◆ Estratto del documento
------

Nel 2013 l’Italia ha registrato il più basso numero di nascite dai tempi dell’unificazione del paese. Colpa anche della crisi e del generale clima di sfiducia. In attesa di cambiamenti più strutturali e incisivi, il bonus di 80 euro per i neonati non va bocciato senza appello. Misura da valutare.

NASCITE SEMPRE PIÙ GIÙ
Nel 2013 in Italia ci sono state 514mila nascite. Mai avevamo toccato un valore così basso dall’Unità in poi. Il minimo, prima del declino più recente, era stato osservato nel 1918, con 640mila nascite, ma c’era allora la grande guerra. Ora abbiamo la grande crisi economica, meno drammatica certamente, ma con effetti congiunturali non trascurabili su una fecondità già da lungo tempo in sofferenza. Il numero medio di figli per donna è sceso per la prima volta sotto la soglia di due (che corrisponde al rimpiazzo generazionale) nel 1977. Nel 1984, esattamente trenta anni fa, il dato è scivolato sotto un figlio e mezzo. Da allora non siamo più stati in grado di arrampicarci sopra tale valore, diventando il paese che da più lungo tempo si trova più vicino a un figlio medio per coppia piuttosto che a due.
L’EFFIMERA RIPRESINA DEL 1995-2008
Prima della crisi economica abbiamo conosciuto una fase di moderata ripresa, in parte dovuta all’immigrazione ma in parte prodotta anche dal recupero delle nascite da parte delle coppie italiane. Una ripresa concentrata soprattutto nelle Regioni del Centro-Nord (Rosina, Del Boca, “L’effimero boom delle nascite”) favorita da una maggiore copertura ed efficienza dei servizi di conciliazione tra lavoro e famiglia.

------

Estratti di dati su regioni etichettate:
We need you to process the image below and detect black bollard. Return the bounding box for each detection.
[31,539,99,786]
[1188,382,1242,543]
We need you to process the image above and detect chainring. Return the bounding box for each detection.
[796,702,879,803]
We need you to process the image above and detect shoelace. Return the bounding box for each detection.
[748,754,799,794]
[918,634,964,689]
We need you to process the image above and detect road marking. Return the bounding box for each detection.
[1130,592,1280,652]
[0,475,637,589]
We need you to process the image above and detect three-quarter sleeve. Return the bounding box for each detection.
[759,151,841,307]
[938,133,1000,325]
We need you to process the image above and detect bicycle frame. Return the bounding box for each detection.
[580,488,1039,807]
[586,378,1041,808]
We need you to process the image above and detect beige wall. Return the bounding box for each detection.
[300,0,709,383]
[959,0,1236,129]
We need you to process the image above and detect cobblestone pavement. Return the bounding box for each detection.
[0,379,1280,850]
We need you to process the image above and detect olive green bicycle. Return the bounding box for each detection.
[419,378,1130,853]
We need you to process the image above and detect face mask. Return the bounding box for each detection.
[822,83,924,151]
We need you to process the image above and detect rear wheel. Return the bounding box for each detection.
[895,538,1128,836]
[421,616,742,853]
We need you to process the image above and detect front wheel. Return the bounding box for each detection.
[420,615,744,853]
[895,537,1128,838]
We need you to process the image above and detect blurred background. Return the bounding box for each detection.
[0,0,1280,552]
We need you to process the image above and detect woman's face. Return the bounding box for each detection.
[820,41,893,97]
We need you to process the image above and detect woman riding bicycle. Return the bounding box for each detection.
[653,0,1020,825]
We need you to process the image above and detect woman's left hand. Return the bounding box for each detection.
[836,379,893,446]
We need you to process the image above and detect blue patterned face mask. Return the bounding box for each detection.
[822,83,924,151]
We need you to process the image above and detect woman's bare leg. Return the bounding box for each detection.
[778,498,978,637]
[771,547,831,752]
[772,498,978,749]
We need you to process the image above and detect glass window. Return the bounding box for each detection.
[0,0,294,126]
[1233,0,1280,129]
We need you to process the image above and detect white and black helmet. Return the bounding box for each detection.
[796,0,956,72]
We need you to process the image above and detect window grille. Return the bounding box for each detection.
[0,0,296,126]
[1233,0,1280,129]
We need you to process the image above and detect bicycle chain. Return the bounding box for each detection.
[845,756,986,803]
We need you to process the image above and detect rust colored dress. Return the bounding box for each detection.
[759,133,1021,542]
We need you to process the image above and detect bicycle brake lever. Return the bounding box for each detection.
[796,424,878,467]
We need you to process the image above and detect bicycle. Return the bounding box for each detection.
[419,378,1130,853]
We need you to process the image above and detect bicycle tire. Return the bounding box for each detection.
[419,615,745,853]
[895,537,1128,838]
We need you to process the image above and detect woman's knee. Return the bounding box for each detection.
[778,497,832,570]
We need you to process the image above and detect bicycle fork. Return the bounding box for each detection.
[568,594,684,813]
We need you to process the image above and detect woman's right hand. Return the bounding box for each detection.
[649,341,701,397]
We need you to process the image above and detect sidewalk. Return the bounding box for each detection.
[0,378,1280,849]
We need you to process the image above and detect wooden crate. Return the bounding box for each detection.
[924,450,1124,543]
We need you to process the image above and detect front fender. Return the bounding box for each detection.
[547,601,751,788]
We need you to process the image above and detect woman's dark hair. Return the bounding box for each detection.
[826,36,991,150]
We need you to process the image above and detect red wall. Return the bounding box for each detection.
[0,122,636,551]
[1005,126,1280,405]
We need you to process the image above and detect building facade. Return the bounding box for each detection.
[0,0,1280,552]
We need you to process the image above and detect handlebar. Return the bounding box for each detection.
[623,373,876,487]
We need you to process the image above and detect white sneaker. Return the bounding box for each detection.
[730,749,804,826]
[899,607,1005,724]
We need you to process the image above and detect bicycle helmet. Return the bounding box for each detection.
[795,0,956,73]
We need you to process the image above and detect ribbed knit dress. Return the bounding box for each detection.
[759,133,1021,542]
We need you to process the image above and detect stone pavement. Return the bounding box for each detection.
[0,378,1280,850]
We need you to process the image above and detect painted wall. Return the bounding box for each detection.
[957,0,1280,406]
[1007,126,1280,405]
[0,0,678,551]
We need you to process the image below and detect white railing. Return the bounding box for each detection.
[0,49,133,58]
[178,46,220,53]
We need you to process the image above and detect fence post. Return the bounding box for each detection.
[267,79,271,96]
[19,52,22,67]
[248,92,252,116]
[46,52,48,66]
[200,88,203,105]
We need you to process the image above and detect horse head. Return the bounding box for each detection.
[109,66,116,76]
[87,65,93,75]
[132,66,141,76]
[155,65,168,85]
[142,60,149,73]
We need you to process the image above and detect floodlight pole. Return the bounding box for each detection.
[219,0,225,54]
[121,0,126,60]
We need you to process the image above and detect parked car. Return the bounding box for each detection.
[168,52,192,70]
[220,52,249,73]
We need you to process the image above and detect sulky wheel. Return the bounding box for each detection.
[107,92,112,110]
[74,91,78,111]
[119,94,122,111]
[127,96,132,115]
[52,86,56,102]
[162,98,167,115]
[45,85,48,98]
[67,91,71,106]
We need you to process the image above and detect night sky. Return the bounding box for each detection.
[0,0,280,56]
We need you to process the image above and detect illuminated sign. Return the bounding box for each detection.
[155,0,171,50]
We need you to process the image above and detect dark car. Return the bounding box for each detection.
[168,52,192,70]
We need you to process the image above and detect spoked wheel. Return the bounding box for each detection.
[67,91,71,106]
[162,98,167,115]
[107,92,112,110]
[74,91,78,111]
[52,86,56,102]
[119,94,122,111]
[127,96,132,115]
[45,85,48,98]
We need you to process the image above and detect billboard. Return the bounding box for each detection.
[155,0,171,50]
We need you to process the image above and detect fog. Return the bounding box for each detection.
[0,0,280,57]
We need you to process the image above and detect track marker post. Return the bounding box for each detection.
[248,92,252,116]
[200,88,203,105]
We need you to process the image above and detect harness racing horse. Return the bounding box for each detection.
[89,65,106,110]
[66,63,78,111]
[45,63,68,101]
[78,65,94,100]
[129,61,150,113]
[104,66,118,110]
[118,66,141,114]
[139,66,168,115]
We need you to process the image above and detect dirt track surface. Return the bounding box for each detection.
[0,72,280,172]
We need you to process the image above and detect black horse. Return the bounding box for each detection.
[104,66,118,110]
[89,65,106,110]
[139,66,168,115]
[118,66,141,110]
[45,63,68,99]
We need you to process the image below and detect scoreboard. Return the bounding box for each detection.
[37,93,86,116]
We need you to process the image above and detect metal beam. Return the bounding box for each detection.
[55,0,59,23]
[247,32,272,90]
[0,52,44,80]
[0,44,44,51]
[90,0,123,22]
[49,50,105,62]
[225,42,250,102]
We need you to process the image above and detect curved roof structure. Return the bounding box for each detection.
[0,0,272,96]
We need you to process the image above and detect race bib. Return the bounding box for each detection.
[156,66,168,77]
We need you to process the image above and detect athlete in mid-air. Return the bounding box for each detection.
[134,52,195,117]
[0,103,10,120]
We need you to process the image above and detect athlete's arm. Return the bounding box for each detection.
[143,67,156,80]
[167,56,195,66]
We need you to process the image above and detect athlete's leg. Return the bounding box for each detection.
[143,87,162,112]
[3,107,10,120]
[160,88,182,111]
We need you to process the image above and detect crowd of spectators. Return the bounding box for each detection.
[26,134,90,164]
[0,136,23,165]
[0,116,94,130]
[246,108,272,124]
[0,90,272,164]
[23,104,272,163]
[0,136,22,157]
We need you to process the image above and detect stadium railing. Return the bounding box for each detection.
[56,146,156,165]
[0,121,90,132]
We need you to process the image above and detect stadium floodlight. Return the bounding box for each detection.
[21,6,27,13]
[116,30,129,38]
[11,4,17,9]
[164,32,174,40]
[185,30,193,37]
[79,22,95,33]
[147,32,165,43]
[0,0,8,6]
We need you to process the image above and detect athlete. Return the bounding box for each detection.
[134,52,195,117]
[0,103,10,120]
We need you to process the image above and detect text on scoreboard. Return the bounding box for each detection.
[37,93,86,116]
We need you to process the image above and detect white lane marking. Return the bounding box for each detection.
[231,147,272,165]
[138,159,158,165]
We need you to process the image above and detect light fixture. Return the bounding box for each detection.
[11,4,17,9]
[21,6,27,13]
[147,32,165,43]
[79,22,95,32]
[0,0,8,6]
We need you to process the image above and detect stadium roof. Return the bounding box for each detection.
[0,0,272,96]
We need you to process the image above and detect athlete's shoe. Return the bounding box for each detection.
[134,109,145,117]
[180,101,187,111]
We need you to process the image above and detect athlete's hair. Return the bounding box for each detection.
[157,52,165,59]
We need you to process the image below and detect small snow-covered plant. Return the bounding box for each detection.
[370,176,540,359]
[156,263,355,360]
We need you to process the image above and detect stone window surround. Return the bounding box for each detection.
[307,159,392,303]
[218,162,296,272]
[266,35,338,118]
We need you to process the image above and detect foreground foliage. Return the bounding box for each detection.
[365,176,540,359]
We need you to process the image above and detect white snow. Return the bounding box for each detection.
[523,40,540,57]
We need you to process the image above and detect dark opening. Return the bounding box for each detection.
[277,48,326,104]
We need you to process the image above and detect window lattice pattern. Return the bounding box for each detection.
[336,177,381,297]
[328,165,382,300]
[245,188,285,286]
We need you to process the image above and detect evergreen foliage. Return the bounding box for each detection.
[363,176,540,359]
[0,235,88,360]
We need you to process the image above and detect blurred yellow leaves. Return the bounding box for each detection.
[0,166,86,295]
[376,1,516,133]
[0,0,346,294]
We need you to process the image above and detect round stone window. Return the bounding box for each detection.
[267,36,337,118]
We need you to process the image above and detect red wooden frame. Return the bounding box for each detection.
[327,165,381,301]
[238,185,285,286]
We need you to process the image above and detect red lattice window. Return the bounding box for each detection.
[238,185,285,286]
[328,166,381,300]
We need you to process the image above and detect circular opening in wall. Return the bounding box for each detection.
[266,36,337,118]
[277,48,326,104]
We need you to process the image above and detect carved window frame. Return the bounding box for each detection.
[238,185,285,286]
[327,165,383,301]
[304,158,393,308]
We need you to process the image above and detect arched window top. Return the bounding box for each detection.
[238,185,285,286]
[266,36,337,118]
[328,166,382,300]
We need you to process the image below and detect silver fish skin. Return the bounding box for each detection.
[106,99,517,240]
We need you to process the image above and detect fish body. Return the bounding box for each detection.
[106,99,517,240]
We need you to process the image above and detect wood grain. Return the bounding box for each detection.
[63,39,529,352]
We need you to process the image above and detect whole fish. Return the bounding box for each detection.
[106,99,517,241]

------

◆ Cosa fare
Riprendi il testo sul calo delle nascite in Italia e proseguilo dopo l'ultima frase riportata.

◆ Risultato
Questo progresso si è bloccato proprio in concomitanza con la crisi. Dal 1995 al 2008 la fecondità è infatti salita in modo pressoché continuo a livello nazionale (ma con forte eterogeneità territoriale), dopodiché si è sostanzialmente fermata ed è anzi leggermente arretrata (figura 1). Cos’è successo? Si sono ristretti i fondi a favore dei servizi di conciliazione; sono cresciute le coppie in difficoltà economica; i giovani fanno fatica a trovar lavoro e a formare nuovi nuclei familiari; ma oltre ai motivi economici e strutturali, è aumentata l’incertezza verso il futuro e non si percepiscono all’orizzonte segnali convincenti di miglioramento. La prostrante durata della crisi e l’incapacità del sistema paese di imboccare un sentiero promettente di sviluppo bloccano le scelte degli individui e delle famiglie.
Secondo i dati del Rapporto giovani dell’Istituto Toniolo (www.rapportogiovani.it) – ottenuti da un’indagine di approfondimento condotta a luglio 2014 a livello nazionale sui 18-30enni – quasi il 60 per cento degli intervistati è poco o per nulla convinto che tra tre anni la propria situazione sarà migliorata, e si sale fino al 68 per cento se la domanda è riferita alla propria generazione in generale. Ma bassa è soprattutto la fiducia che tra tre anni l’Italia sarà complessivamente in condizioni migliori di oggi: il 71 per cento pensa che non riuscirà ad agganciare i livelli di crescita medi degli altri paesi sviluppati.
Se questa è l’opinione dei giovani italiani, più oggettivamente nel rapporto Ocse “Society at a Glance 2014: The crisis and its aftermath”  si trova scritto che:

  • l’Italia corre “crescenti rischi che le difficoltà economiche e le disuguaglianze diventino radicate nella società”;
  • “il ritardo dei giovani nel guadagnare la loro indipendenza dalle famiglie è uno dei fattori che contribuiscono al notevole ritardo nella formazione dei nuclei familiari”;
  • tale ritardo mantiene basso il tasso di fecondità e “aggrava ulteriormente l’invecchiamento della popolazione”.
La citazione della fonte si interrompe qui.